(Entries for bounding box labeling)
===============

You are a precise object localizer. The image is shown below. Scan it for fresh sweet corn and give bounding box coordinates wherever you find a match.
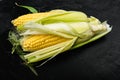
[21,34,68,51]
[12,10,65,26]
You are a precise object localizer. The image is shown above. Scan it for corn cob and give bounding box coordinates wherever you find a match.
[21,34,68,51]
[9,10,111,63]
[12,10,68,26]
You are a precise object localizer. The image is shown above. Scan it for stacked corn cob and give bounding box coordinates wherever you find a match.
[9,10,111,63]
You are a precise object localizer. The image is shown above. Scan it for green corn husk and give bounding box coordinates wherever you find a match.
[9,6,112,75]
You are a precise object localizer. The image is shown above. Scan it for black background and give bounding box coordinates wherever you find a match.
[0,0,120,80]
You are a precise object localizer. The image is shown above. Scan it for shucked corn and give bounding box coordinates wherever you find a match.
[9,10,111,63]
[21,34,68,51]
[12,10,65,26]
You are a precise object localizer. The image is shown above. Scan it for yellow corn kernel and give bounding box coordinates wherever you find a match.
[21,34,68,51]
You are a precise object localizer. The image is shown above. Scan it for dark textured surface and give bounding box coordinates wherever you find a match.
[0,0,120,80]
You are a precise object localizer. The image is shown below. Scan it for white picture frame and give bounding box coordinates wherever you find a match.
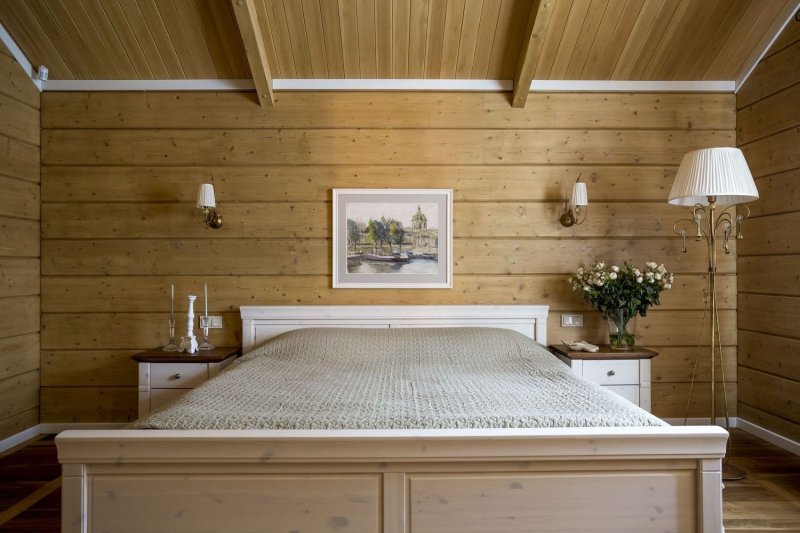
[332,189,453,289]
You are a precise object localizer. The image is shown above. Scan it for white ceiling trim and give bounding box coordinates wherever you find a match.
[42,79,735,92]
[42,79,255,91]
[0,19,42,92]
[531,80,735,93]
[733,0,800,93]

===============

Rewrite every entry, replacing "precise object localizer" with "careful object localizer" and keeping everything else the same. Leave the pictures out of your answer.

You are a careful object localizer. The image is shown below. Scan it for fresh sweet corn and give bounding box coordinates wherever you find a match.
[21,34,68,51]
[12,10,65,26]
You are a careful object localizer. The image is shown above. Scan it for corn cob and give bounding box coordinates wherever you find a match.
[21,34,68,51]
[9,10,111,63]
[12,10,68,26]
You are a careful object localizer. The image is shown above. Scan it for stacked corn cob and give bounding box coordinates wherever you find a match.
[9,10,111,63]
You are a careful object localizer. The image is shown above. Scan it for green corn husk and give bounding box coordinates wherever you find a match.
[9,6,112,75]
You are a careful object localizer. The image is shown above. Scan it for black background and give bounding box coordinates wherever you find a match.
[0,0,120,80]
You are a careful object localizer. The image is shown above. Scan it for shucked corn and give bounding box coordinates wherever you find a match.
[9,10,111,63]
[21,34,68,51]
[12,10,65,26]
You are a careful object localizer. The image is shown above. Scan it for yellow corn kernel and give bounding box coordinates wherever you find a match.
[21,34,68,51]
You are a careful object localizer. The image is shown above. Scan it for dark textured surface and give bounding box coordinates wherever you find a match.
[0,0,120,80]
You are a careful object localizer. The image is shown below. Scan it for white picture frame and give bounding box coordinates wherever you find a match.
[332,189,453,289]
You are a careful object localizer. The image is shown above. Scan it for white ceiling trim and give bounding box coordinates wherever you find a match.
[42,79,735,92]
[42,79,255,91]
[0,19,42,92]
[531,80,735,93]
[733,0,800,93]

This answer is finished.